### [What this task involves]
Nothing should be left out: output all of the entries exactly.

Pointing and labeling entries:
============================================================

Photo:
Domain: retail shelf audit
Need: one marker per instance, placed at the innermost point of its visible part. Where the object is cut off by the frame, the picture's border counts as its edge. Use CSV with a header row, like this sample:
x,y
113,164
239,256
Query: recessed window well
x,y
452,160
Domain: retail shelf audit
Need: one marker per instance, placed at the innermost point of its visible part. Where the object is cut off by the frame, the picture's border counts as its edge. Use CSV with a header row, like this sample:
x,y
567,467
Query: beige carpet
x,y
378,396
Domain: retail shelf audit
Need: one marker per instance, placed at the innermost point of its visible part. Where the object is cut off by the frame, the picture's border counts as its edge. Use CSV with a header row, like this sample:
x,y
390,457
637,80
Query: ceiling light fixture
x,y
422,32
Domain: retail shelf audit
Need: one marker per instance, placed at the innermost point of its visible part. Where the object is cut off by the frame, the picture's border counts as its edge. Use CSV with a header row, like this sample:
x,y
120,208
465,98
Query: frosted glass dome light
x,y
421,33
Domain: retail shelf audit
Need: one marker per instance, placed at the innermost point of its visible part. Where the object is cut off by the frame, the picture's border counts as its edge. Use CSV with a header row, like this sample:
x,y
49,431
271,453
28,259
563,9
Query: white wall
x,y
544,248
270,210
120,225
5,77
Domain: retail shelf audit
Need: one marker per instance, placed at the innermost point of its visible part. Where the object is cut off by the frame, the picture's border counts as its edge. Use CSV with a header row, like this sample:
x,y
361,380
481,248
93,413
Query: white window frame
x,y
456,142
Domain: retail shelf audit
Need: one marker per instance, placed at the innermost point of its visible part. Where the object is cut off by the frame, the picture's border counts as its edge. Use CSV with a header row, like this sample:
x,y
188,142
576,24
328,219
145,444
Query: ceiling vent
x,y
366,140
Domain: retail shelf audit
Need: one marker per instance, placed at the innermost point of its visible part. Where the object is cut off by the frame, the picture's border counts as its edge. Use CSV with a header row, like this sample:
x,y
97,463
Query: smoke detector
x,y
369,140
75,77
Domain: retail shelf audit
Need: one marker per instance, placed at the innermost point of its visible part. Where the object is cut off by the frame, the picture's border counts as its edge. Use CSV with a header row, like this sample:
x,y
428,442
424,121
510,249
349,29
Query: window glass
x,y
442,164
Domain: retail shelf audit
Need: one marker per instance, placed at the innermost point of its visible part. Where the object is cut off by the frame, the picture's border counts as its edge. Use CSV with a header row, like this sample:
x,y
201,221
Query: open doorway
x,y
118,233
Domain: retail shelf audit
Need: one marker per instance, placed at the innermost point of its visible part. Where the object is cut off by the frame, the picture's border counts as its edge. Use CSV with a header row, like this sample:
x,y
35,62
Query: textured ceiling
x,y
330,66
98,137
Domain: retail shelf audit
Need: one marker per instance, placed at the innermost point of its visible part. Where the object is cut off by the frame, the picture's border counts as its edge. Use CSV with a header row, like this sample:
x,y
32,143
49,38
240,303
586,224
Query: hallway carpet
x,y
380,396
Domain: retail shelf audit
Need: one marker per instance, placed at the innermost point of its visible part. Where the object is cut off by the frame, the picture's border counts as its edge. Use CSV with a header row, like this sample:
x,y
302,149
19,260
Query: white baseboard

============================================================

### [Result]
Photo:
Domain: retail shelf audit
Need: one marker per instance, placed at the innermost point of its visible part. Where the object is cut off by the frame, the picture's border counts as its edge. Use CSV with a header row, like this sample:
x,y
113,164
239,256
Query: recessed window well
x,y
452,160
Domain: retail shelf audit
Need: one marker per instance, placed at the innermost point of its visible part. Where the object is cut off by the frame, the picture's border counts as its edge. Use CSV with a header row, like this sample:
x,y
567,467
Query: beige carpet
x,y
378,396
Domain: retail shelf audit
Need: one marker per instance, placed at the innermost point of its visible part. Where the object is cut off by the frame, the picture's border counts as its edge. Use CSV with a header row, like this sample:
x,y
390,457
637,80
Query: ceiling light fixture
x,y
422,32
Domain: retail shelf audit
Need: one marker per instance, placed at the innermost point of its visible part. Where the object is cut off by the frame, the picture's border counts as its edge. Use CSV with a header row, like this sample:
x,y
120,208
465,98
Query: frosted glass dome light
x,y
421,33
Domain: retail shelf audit
Need: one marker per instance, placed at the innermost point of its visible part. Where the object is cut off by the frame, the picture's border counts as its edge. Use CSV with a header row, like this sample:
x,y
49,431
271,453
28,259
563,9
Query: white wall
x,y
544,248
270,210
120,225
5,77
Domain: retail shelf audit
Need: one marker per instance, placed at the innermost point of its visible part. Where the object is cut off by the frame, the picture's border counts as its edge. Use CSV with a header row, like this sample:
x,y
361,380
481,248
93,413
Query: white window frame
x,y
456,142
Domain: retail shelf audit
Need: one marker per instance, placed at the innermost point of its visible part. Where the object is cut off by the frame, the picture's border counts as its edge. Use CSV with a header row, like this sample:
x,y
188,142
576,24
328,219
145,444
Query: ceiling vent
x,y
366,140
Domain: retail shelf audit
Need: one marker per instance, placed at the innermost point of its visible part. Where the object is cut off by the frame, the picture's border counts as its edge. Use CSV with a header row, like this sample:
x,y
97,463
Query: smoke detector
x,y
369,140
75,77
Domain: retail shelf audit
Need: one marker per instance, placed at the innermost point of its visible part. Where the object is cut off by the frame, the picture's border counts as its edge. Use CSV with a header row, like this sample:
x,y
428,442
424,121
510,249
349,29
Query: window glass
x,y
442,164
Domain: retail shelf audit
Need: one marker per instance, placed at the innermost point of its visible part. Where the object is cut off by the frame, the picture's border counts as its edge. Use CSV with a header row, like this sample:
x,y
201,221
Query: open doorway
x,y
118,233
Domain: retail shelf audit
Need: one marker per instance, placed at the innermost point of its visible part. Where the object is cut off by the frame, the picture's border counts as its edge. Use CSV with a header row, like this sample:
x,y
35,62
Query: textured ceiling
x,y
330,66
98,137
Domain: retail shelf audit
Need: one marker per instance, placed at the innermost point of its visible part. Where the object is cut off by the frame, the picture's border counts as its edge. Use CSV with a header row, like this sample:
x,y
32,143
49,38
240,303
586,224
Query: hallway carpet
x,y
380,396
Domain: retail shelf audit
Need: one marker per instance, placed at the innermost point of its visible part. Where the object is cut off by the frame, the picture's border counts as its edge. Use CSV with a header row, like this sample:
x,y
302,149
19,260
Query: white baseboard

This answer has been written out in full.